Repeat the entries without change, omitting the pictures.

Data items:
============

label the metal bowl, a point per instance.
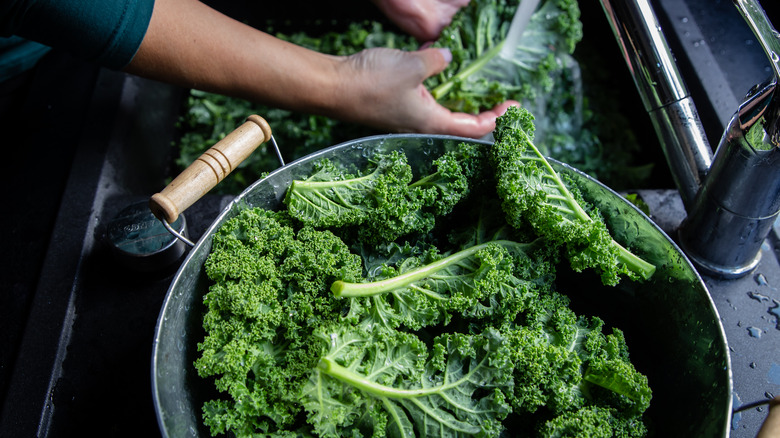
(671, 324)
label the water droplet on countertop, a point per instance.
(758, 297)
(738, 416)
(776, 312)
(774, 374)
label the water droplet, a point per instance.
(776, 312)
(758, 297)
(738, 416)
(774, 374)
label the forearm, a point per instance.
(190, 44)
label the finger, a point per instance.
(471, 125)
(435, 60)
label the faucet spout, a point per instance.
(663, 91)
(739, 201)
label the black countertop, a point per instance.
(77, 326)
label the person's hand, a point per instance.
(422, 19)
(384, 88)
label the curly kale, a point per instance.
(385, 203)
(475, 81)
(311, 333)
(533, 193)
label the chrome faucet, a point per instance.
(732, 198)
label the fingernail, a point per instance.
(446, 53)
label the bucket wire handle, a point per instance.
(208, 170)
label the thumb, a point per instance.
(435, 60)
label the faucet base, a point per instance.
(714, 270)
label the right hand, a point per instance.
(384, 88)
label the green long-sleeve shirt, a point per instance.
(107, 32)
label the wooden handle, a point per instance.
(771, 426)
(209, 169)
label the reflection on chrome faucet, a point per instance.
(733, 198)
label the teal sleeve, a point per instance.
(108, 32)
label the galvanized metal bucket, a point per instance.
(671, 325)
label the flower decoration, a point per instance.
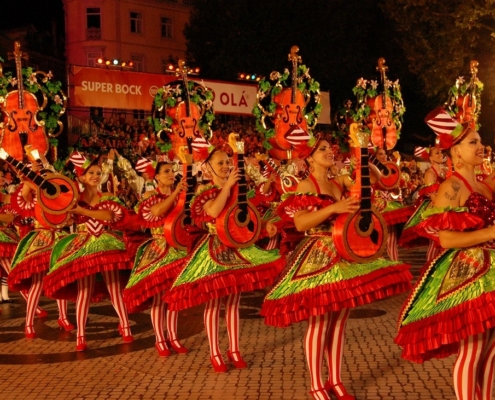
(366, 91)
(266, 106)
(464, 99)
(165, 104)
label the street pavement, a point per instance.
(48, 367)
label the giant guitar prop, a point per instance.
(361, 236)
(56, 194)
(239, 224)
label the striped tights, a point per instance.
(211, 320)
(85, 291)
(474, 368)
(392, 249)
(158, 312)
(325, 336)
(33, 298)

============

## [SOLUTION TO THIS TASK]
label the metal bowl, a point per instance.
(671, 324)
label the water droplet on countertop, a point per instance.
(758, 297)
(738, 416)
(776, 312)
(774, 374)
label the water droplet, a point per instance.
(776, 312)
(758, 297)
(738, 416)
(774, 374)
label the forearm, a point per instance.
(190, 44)
label the finger, a point per instance.
(471, 125)
(435, 60)
label the faucet spout, a point per instance.
(663, 91)
(739, 201)
label the black countertop, a point per instance.
(77, 326)
label the person's hand, a point per instance.
(422, 19)
(384, 88)
label the curly kale, a point per instance.
(385, 203)
(475, 81)
(311, 333)
(533, 193)
label the chrome faucet, a point per instance.
(732, 198)
label the fingernail, a point per instance.
(446, 53)
label the bucket wire handle, a point per instance.
(208, 170)
label the thumb, a point per instance.
(435, 60)
label the faucet base, a point per instance.
(714, 270)
label the right hand, a point per instance.
(384, 88)
label the green long-sleeve shirt, a point per instance.
(107, 32)
label the wooden handle, a point per instance.
(771, 426)
(209, 169)
label the reflection on chrome faucet, a point per instance.
(733, 198)
label the teal sleeve, a point per instance.
(108, 32)
label the galvanized metal bucket, a point per instance.
(671, 325)
label the flower decoration, a point per instance.
(366, 91)
(266, 106)
(464, 99)
(165, 104)
label the street pavement, a point per instance.
(48, 367)
label the giant guitar prop, a point per instance.
(361, 236)
(56, 194)
(239, 224)
label the striped tights, a point per instance.
(211, 320)
(85, 291)
(474, 368)
(392, 249)
(158, 312)
(325, 336)
(33, 298)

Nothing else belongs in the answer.